**Job:** Turn the data, from its first line up to and including the line with "[442,137,609,185]", into a numbered list that leaves out blank lines.

**Records to process:**
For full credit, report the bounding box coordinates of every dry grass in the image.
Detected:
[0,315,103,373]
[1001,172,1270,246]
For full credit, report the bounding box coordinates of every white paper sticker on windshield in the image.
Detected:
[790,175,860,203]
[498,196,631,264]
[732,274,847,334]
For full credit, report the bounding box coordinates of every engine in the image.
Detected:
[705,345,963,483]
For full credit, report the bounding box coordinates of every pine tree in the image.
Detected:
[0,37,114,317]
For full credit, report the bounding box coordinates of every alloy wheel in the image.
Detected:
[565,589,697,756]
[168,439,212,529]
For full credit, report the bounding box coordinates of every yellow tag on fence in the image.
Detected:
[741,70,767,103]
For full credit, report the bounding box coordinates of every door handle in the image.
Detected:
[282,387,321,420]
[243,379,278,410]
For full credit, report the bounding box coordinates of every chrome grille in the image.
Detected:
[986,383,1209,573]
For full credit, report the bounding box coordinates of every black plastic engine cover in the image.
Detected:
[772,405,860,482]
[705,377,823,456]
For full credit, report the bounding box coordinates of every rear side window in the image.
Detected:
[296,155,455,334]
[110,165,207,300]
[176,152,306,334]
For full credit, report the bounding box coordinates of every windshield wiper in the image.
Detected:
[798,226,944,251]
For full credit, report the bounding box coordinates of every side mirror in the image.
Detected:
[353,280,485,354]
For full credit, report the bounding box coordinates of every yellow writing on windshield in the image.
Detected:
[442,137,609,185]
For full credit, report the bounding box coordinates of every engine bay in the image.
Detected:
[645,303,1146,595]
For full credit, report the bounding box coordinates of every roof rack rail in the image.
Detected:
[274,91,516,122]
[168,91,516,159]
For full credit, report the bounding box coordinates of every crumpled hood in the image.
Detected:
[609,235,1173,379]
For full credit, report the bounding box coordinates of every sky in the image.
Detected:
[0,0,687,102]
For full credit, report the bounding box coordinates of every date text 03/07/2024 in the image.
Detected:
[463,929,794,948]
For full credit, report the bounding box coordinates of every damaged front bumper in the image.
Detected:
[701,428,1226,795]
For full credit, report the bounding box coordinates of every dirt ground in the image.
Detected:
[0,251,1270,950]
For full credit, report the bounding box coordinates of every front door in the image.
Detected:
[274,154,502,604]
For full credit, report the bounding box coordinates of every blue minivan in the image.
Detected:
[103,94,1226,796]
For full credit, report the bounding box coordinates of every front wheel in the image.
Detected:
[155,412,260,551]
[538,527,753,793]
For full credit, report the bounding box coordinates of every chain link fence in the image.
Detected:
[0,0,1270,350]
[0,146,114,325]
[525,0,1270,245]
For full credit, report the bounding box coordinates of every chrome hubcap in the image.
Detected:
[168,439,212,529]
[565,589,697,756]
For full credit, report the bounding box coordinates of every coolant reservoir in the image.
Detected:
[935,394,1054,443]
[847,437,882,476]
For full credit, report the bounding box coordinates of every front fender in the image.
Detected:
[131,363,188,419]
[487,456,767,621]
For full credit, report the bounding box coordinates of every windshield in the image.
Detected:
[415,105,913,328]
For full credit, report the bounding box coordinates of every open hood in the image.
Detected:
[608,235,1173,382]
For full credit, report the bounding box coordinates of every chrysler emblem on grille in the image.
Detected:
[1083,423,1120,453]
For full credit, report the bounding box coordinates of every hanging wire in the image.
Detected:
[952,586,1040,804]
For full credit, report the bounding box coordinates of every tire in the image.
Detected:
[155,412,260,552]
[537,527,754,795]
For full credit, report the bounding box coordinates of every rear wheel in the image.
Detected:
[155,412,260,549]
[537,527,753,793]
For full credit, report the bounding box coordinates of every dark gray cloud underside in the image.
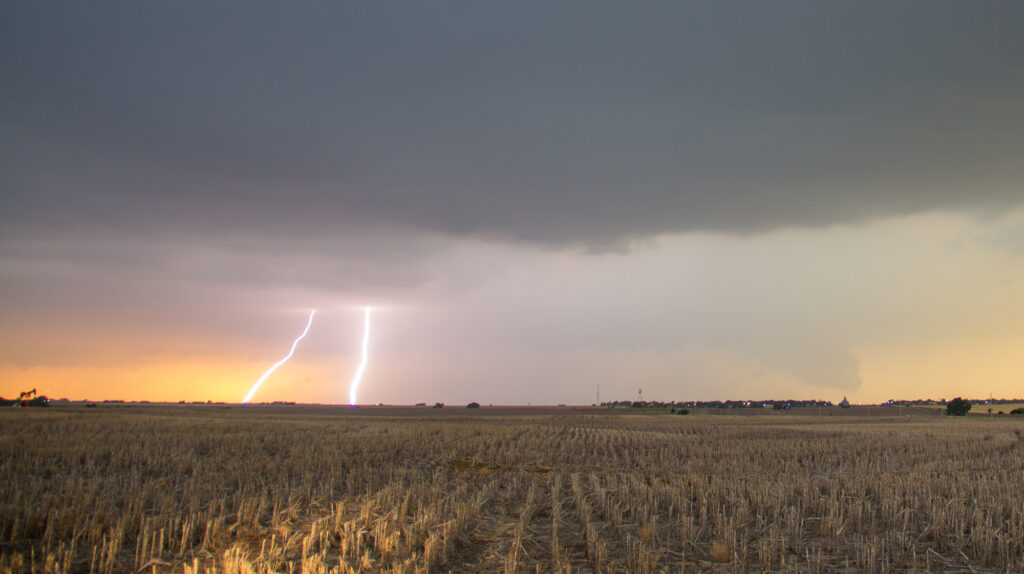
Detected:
[0,2,1024,247]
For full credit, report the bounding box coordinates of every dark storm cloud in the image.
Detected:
[0,2,1024,249]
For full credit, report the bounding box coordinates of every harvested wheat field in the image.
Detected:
[0,406,1024,573]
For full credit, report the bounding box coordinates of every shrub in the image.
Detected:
[946,397,971,416]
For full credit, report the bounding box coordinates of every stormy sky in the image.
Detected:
[0,2,1024,404]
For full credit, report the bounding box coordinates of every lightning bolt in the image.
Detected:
[242,309,316,404]
[348,307,370,406]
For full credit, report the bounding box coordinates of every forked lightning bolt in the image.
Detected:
[348,307,370,406]
[242,309,316,404]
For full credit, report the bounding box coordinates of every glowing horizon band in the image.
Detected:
[242,309,316,404]
[348,307,370,406]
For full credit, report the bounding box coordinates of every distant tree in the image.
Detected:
[946,397,971,416]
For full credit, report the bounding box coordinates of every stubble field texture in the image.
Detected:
[0,406,1024,573]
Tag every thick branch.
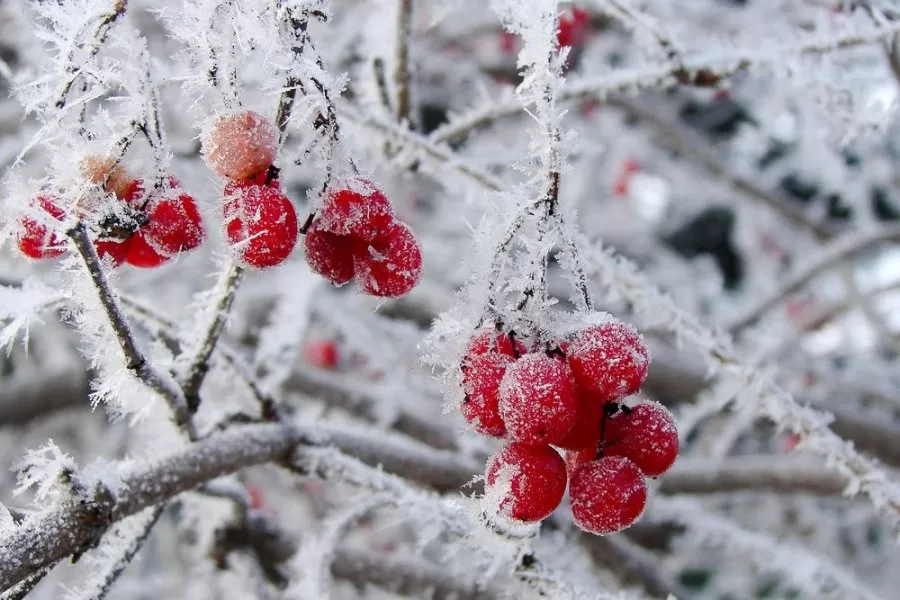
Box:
[0,424,481,591]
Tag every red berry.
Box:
[303,219,364,286]
[604,402,679,477]
[203,111,278,179]
[17,196,66,259]
[557,390,605,450]
[569,456,647,535]
[224,185,298,269]
[569,320,650,401]
[303,340,338,369]
[460,354,513,438]
[466,329,528,358]
[485,442,566,521]
[319,179,394,242]
[500,352,578,444]
[94,236,134,267]
[355,221,422,298]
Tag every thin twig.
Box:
[182,260,244,414]
[85,504,166,600]
[66,222,194,437]
[727,225,900,335]
[394,0,413,125]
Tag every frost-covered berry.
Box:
[126,178,206,267]
[557,389,605,450]
[16,195,66,259]
[319,179,394,242]
[94,236,133,267]
[460,354,513,437]
[303,340,338,369]
[569,320,650,401]
[79,154,131,198]
[485,442,566,521]
[224,185,299,269]
[203,110,278,179]
[500,352,578,444]
[355,221,422,298]
[303,219,365,286]
[569,456,647,535]
[604,402,679,477]
[466,329,528,359]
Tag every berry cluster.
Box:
[305,179,422,298]
[461,320,678,534]
[17,156,206,268]
[203,111,299,269]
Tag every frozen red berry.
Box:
[303,219,365,286]
[500,352,578,444]
[127,178,206,266]
[460,354,512,437]
[79,154,131,198]
[303,340,338,369]
[569,320,650,401]
[17,195,66,259]
[569,456,647,535]
[355,221,422,298]
[557,390,605,450]
[466,329,528,358]
[604,402,679,477]
[224,185,298,269]
[319,179,394,242]
[203,110,278,179]
[485,443,566,522]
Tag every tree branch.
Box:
[67,222,195,437]
[0,424,481,591]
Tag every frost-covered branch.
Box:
[394,0,413,124]
[182,260,244,413]
[68,222,194,436]
[0,424,479,591]
[728,225,900,335]
[660,456,849,496]
[331,546,503,600]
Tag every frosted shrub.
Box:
[0,0,900,600]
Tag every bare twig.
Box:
[67,222,195,436]
[182,260,244,414]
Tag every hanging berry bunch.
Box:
[17,155,206,268]
[461,320,678,534]
[203,110,299,269]
[305,178,422,298]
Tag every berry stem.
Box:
[182,261,244,415]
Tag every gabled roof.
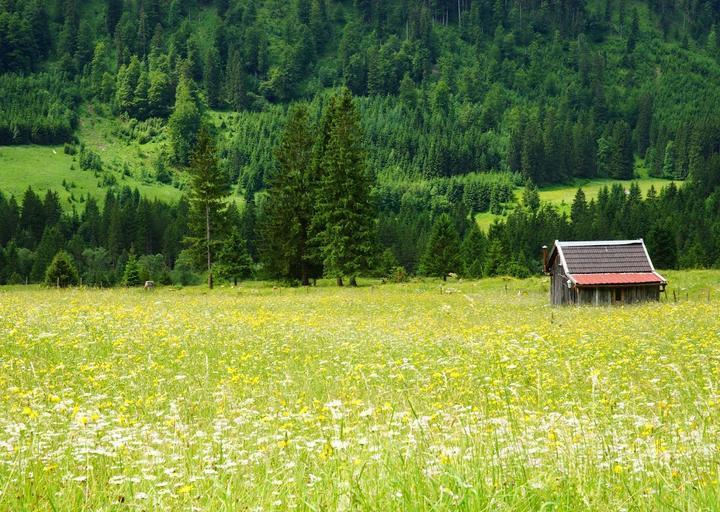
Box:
[548,239,667,286]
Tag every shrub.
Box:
[389,265,408,283]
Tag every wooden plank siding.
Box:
[544,240,667,306]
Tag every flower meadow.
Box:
[0,274,720,511]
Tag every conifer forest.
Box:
[0,0,720,286]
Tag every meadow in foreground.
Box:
[0,273,720,511]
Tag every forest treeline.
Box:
[0,0,720,185]
[0,109,720,286]
[0,0,720,286]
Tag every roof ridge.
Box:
[555,238,644,247]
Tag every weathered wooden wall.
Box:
[550,257,577,305]
[550,258,660,306]
[578,285,660,306]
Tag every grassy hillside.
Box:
[0,146,181,210]
[475,177,682,231]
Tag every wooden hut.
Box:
[543,239,667,306]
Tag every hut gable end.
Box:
[546,240,667,305]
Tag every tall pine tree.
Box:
[262,106,317,285]
[313,88,375,286]
[186,126,230,288]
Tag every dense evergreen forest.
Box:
[0,0,720,284]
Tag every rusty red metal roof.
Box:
[568,272,666,286]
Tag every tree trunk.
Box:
[205,203,213,290]
[300,261,310,286]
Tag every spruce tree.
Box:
[203,45,221,108]
[313,88,375,286]
[460,222,487,278]
[186,126,230,288]
[45,251,80,288]
[168,75,202,165]
[261,106,317,285]
[122,251,142,286]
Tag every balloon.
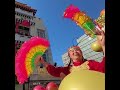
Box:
[46,82,58,90]
[91,41,102,52]
[58,70,105,90]
[33,85,46,90]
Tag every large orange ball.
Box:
[58,70,105,90]
[46,82,58,90]
[91,41,102,52]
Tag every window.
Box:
[37,29,45,38]
[18,26,30,36]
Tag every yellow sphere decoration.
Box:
[91,41,102,52]
[58,70,105,90]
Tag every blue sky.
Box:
[16,0,105,66]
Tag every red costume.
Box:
[47,57,105,77]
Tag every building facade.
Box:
[15,1,60,90]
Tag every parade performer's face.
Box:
[68,46,83,62]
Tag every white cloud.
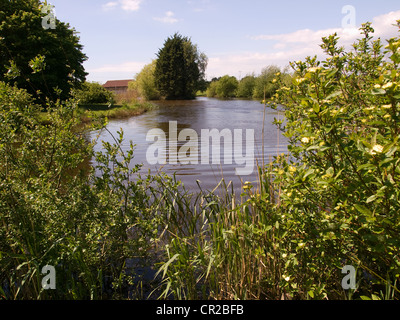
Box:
[102,0,143,11]
[207,10,400,79]
[251,10,400,48]
[102,1,118,11]
[153,11,178,24]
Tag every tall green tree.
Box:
[0,0,87,102]
[154,33,207,99]
[130,60,160,100]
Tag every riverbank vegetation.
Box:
[0,0,400,300]
[206,66,292,99]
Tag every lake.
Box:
[91,97,287,190]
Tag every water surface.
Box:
[92,97,287,189]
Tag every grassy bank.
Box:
[39,102,156,124]
[79,102,155,122]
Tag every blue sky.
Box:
[49,0,400,83]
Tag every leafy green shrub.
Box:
[130,60,161,100]
[253,66,281,99]
[73,82,115,105]
[0,83,158,299]
[236,75,256,98]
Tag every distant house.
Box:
[103,80,133,94]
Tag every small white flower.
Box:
[371,144,383,154]
[308,67,321,73]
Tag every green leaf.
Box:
[354,204,372,216]
[372,88,386,95]
[366,194,378,203]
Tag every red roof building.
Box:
[103,80,133,93]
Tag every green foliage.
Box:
[0,82,161,299]
[253,66,281,99]
[154,34,207,99]
[0,0,87,104]
[130,60,161,100]
[236,75,257,98]
[72,82,115,105]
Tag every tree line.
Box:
[206,65,291,99]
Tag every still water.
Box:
[92,97,287,190]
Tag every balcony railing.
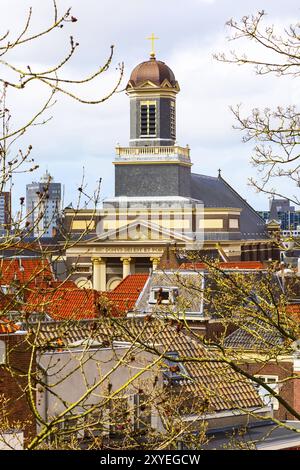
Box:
[116,145,190,163]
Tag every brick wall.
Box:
[0,335,35,442]
[242,360,294,420]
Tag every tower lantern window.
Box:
[140,101,156,137]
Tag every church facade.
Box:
[64,53,276,291]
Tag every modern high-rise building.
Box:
[0,191,11,236]
[259,198,300,230]
[26,171,61,237]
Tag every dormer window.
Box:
[163,351,191,384]
[0,340,6,364]
[140,101,156,137]
[149,287,178,305]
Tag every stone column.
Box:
[92,258,106,292]
[120,258,131,279]
[150,258,160,271]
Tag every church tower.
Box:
[114,38,191,197]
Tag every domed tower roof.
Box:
[128,57,178,87]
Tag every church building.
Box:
[64,46,276,291]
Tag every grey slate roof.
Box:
[31,318,262,412]
[191,173,269,240]
[224,319,283,351]
[269,199,295,220]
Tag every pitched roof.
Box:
[32,318,262,411]
[136,270,203,316]
[23,274,148,320]
[0,258,54,285]
[102,274,149,316]
[180,261,263,270]
[191,173,269,240]
[24,288,101,320]
[224,318,283,351]
[0,318,20,335]
[113,274,149,294]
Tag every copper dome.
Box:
[129,58,176,86]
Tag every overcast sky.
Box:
[0,0,300,213]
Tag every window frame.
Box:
[254,374,279,411]
[0,338,7,366]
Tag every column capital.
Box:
[91,256,106,264]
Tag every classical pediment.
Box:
[86,220,193,245]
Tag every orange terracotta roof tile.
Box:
[113,274,149,294]
[24,288,101,320]
[0,318,20,335]
[179,261,263,270]
[286,304,300,314]
[99,274,149,316]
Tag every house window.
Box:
[134,393,151,431]
[170,101,176,139]
[0,341,6,364]
[256,375,279,411]
[140,101,156,137]
[163,351,190,384]
[149,287,178,305]
[109,397,130,437]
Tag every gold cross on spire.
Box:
[146,33,159,59]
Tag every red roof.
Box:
[103,274,149,315]
[112,274,149,295]
[0,258,54,286]
[0,318,20,335]
[24,288,101,320]
[24,274,148,320]
[179,261,263,270]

**Solution to the exercise:**
1. For full credit, report the bounding box coordinates of every dry grass in the image.
2. Detected:
3. [0,315,103,373]
4. [1001,172,1270,246]
5. For full credit, report the bounding box coordinates of every white paper sticker on windshield in the image.
6. Detected:
7. [790,175,860,203]
8. [498,196,631,264]
9. [732,274,847,334]
10. For full credit, report the bounding box coordinates of every engine in the image.
11. Detected:
12. [705,345,963,483]
13. For full credit, report the bounding box coordinates of every pine tree in the image.
14. Detected:
15. [0,37,114,317]
16. For full credit, report the bounding box coordinates of every alloy wheel in the image.
17. Detected:
18. [565,589,697,756]
19. [168,439,212,529]
20. For full credit, report the bounding box coordinates of every yellow tag on fence in the image.
21. Detected:
22. [741,70,767,103]
23. For full credit, report the bounding box coordinates of every door handle in the image.
24. Detected:
25. [282,387,321,420]
26. [243,379,278,410]
27. For full credit, report the bounding box coordinates of every chrome grille in the image.
28. Detected:
29. [986,383,1209,573]
30. For full credit, report the bounding box coordinates of every black plastic engine cover in the image.
31. Detected:
32. [772,405,860,482]
33. [705,377,823,456]
34. For full credit, report the bounding box coordinates of every rear side window in the image.
35. Detected:
36. [296,155,455,334]
37. [110,165,207,300]
38. [176,152,306,334]
39. For full credit, report the bounding box coordinates of every windshield wiper in the image.
40. Detected:
41. [798,226,944,251]
42. For full credit, report the bounding box coordinates of every side mirror in the image.
43. Detected:
44. [353,280,485,354]
45. For full credit, report the bounding box coordinates of every yellow writing on windshield in the image.
46. Detected:
47. [442,137,609,185]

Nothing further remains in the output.